(Region pointing data)
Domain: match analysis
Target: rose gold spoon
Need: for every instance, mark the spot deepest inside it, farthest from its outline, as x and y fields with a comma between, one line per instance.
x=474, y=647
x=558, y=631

## EXERCISE:
From the line that contains "Need: for every" to the last line of the data, write out each line exactly and add nothing.

## WRITTEN ANSWER:
Need: for every instance, mark the spot deepest inside it, farthest from its outline, as x and y fields with a comma between, one line per instance.
x=474, y=647
x=558, y=631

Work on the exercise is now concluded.